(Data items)
┌────────
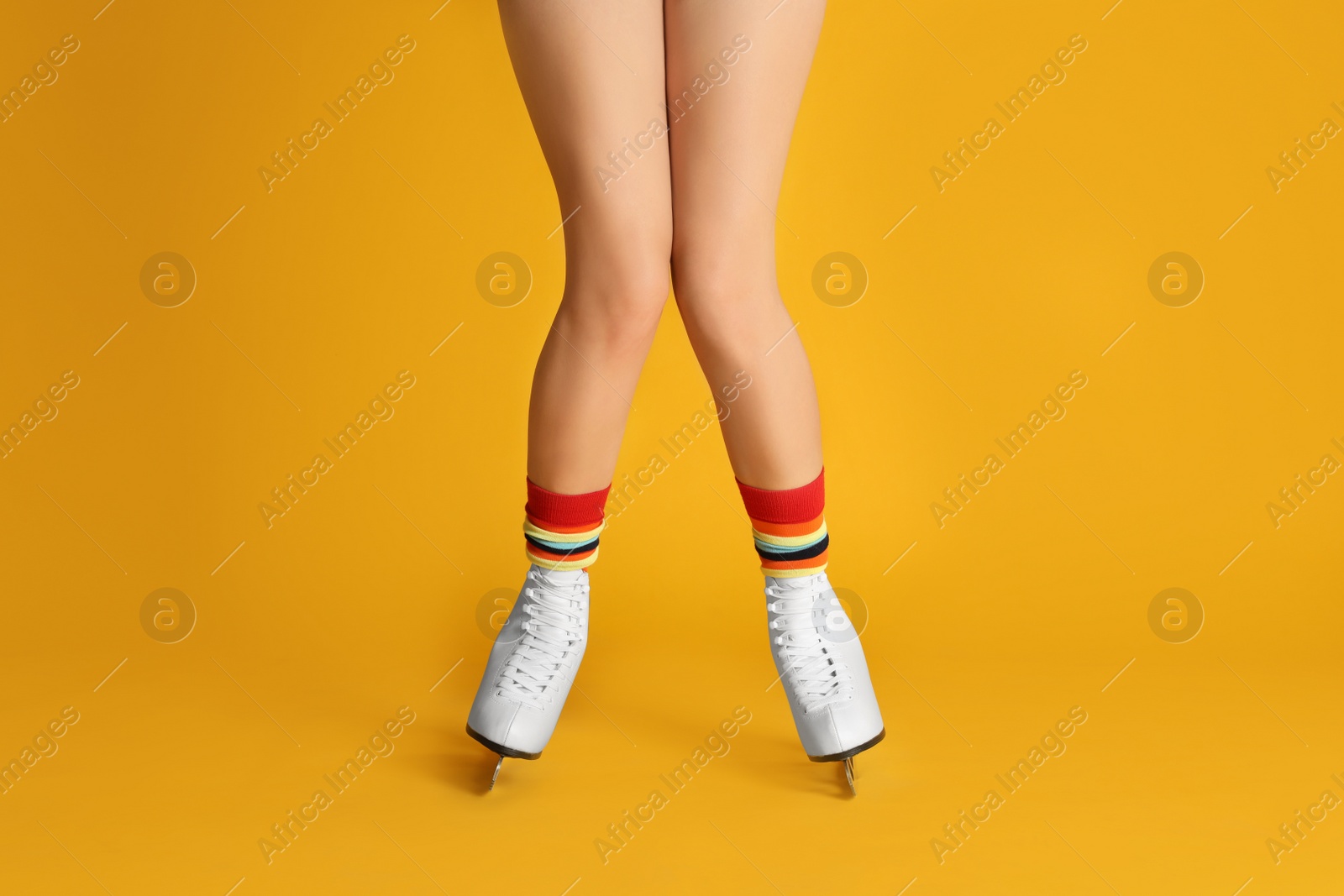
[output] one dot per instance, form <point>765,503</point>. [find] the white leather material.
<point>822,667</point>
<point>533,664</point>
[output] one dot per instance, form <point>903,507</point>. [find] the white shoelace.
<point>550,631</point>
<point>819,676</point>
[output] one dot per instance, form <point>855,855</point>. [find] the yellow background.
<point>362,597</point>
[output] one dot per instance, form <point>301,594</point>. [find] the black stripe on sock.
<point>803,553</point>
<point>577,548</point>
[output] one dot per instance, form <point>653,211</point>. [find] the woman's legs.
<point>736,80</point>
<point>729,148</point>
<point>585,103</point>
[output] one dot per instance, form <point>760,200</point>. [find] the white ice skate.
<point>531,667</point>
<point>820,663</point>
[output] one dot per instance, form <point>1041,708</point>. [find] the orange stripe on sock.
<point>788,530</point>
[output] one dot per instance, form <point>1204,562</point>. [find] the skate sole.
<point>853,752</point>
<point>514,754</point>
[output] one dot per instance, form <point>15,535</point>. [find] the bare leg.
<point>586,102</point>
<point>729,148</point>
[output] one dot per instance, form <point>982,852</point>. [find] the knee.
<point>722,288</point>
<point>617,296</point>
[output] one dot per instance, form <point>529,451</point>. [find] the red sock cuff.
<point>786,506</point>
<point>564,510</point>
└────────
= INSTRUCTIONS TO FOLLOW =
Copy every line of the records above word for word, omitting the pictures.

= EXERCISE RESPONSE =
[output] one dot per instance, form <point>765,503</point>. [find] the white leather material.
<point>822,667</point>
<point>533,664</point>
[output] one dot per instance, form <point>903,507</point>. [find] the white shoelace.
<point>550,631</point>
<point>819,676</point>
[output] one dot per instance, form <point>855,855</point>. [find] the yellow background.
<point>362,597</point>
[output] one dot per instance, form <point>301,594</point>. [find] the black stripe on sock.
<point>803,553</point>
<point>577,548</point>
[output] one dot per instance, form <point>653,211</point>. [find] the woman's legs.
<point>736,80</point>
<point>729,148</point>
<point>585,103</point>
[output] one dot per instance, form <point>760,200</point>. [find] the white ice skate.
<point>531,667</point>
<point>820,663</point>
[output] one dot per instance, form <point>1041,708</point>. [find] the orange stripe on sock.
<point>788,530</point>
[output] one dot per instance, form <point>1204,562</point>. [find] the skate sole.
<point>853,752</point>
<point>514,754</point>
[output] one dot per instance, form <point>15,535</point>. [find] the bare leg.
<point>586,102</point>
<point>729,148</point>
[output] one dot per instance, form <point>982,852</point>. [find] the knee.
<point>722,288</point>
<point>617,296</point>
[output] one dot per instance, form <point>529,451</point>. [find] the red sock cuff.
<point>786,506</point>
<point>564,510</point>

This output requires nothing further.